**Exercise**
Copy the passage on infant baptism starting with "St. Polycarp, who" and going on through "9 c. AD 156)", substituting "Redeemer" for "Savior".
*** Source text Section Begins ***
34 So the eunuch answered Philip and said, "I ask you, of whom does the prophet say this, of himself or of some other man?" 35 Then Philip opened his mouth, and beginning at this Scripture, preached Jesus to him.

36 Now as they went down the road, they came to some water. And the eunuch said, "See, here is water. What hinders me from being baptized?" 37 Then Philip said, "If you believe with all your heart, you may." And he answered and said, "I believe that Jesus Christ is the Son of God." 38 So he commanded the chariot to stand still. And both Philip and the eunuch went down into the water, and he baptized him. (Acts 8:34-38)

Infants cannot believe that Jesus is the Son of God. Hence, they are not eligible for baptism.

Some claim that because the New Testament records that some households were baptized that this proves that infants were also baptized. But this is reading something into the Bible that is not there. Let's look at the first example of this in the Book of Acts:

1 There was a certain man in Caesarea called Cornelius, a centurion of what was called the Italian Regiment, 2 a devout man and one who feared God with all his household, who gave alms generously to the people, and prayed to God always. (Acts 10:1-2)

13 And he told us how he had seen an angel standing in his house, who said to him, 'Send men to Joppa, and call for Simon whose surname is Peter, 14 who will tell you words by which you and all your household will be saved.' 15 And as I began to speak, the Holy Spirit fell upon them, as upon us at the beginning. 16 Then I remembered the word of the Lord, how He said, 'John indeed baptized with water, but you shall be baptized with the Holy Spirit.' 17 If therefore God gave them the same gift as He gave us when we believed on the Lord Jesus Christ, who was I that I could withstand God?" (Acts 11:13-17)

Thus, since the household was also fearing God, and infants obviously cannot do that, the term household should not be concluded as proof that infants were baptized. Using passages like Acts 11 is not a solid foundation; and few would insist that infants started speaking then. Furthermore, if that was the case then early Christians would have accepted infant baptism and there would not have been controversies associated with it. Thus, early Christians did not understand that the baptism of households in the New Testament authorized infant baptism.

If infant baptism was a a New Testament need or practice, why, then, does the Bible nowhere command us to baptize children? While circumcision was required for infant boys in the Old Testament (Genesis 17:12), there is no similar requirement for the baptism of infants in the New Testament. In those days infant mortality rates were high, one would expect Scripture to mandate infant baptism if it was essential to a child's salvation.

To the contrary, there is not a single clear example of a child being baptized in the New Testament

There are many admitted traditions that the Catholics, Eastern Orthodox, and others follow, including infant baptism. But one amazing one is a false conclusion about Polycarp of Smyrna (a church leader in the second century). Notice the following false tradition that supposedly proves infant baptism (I have read similar claims from other Catholic writers).  Note: Any bolding is in the source:

St. Polycarp, who was the disciple of the Apostle John himself (as well as an associate of the Apostle Philip). And, in AD 155, St. Polycarp said this at his execution:

"Polycarp declared, 'Eighty and six years have I served Him, and He never did me injury. How can I blaspheme my King and Savior?" (Polycarp, Martyrdom of Polycarp 9 c. AD 156)
*** Source text Section Ends ***
*** Data supplied Section Begins ***
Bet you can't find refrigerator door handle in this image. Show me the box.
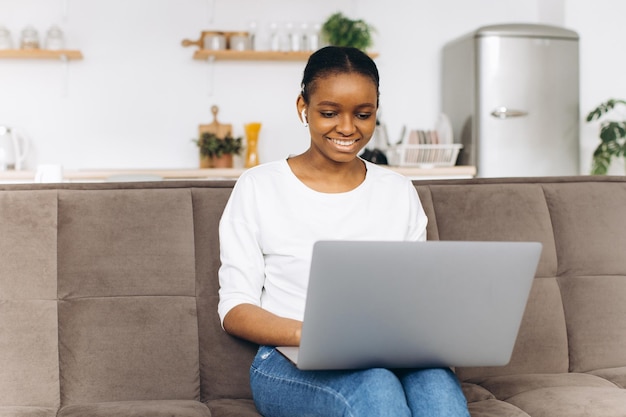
[491,106,528,119]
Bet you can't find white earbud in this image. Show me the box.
[300,109,309,127]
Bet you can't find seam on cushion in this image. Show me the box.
[413,184,440,240]
[54,190,63,409]
[189,187,202,401]
[540,183,572,372]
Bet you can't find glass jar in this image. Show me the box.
[20,25,39,49]
[45,25,65,51]
[0,26,13,49]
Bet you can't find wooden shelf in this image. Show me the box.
[0,166,476,184]
[193,49,378,61]
[0,49,83,60]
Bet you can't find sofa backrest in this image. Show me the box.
[0,177,626,409]
[417,177,626,380]
[0,182,254,409]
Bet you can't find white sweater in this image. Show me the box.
[218,160,427,323]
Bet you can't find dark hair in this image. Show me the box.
[301,46,380,105]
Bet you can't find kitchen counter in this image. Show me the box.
[0,166,476,183]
*** Data supplied Section Ends ***
**Reply to the task**
St. Polycarp, who was the disciple of the Apostle John himself (as well as an associate of the Apostle Philip). And, in AD 155, St. Polycarp said this at his execution:

"Polycarp declared, 'Eighty and six years have I served Him, and He never did me injury. How can I blaspheme my King and Redeemer?" (Polycarp, Martyrdom of Polycarp 9 c. AD 156)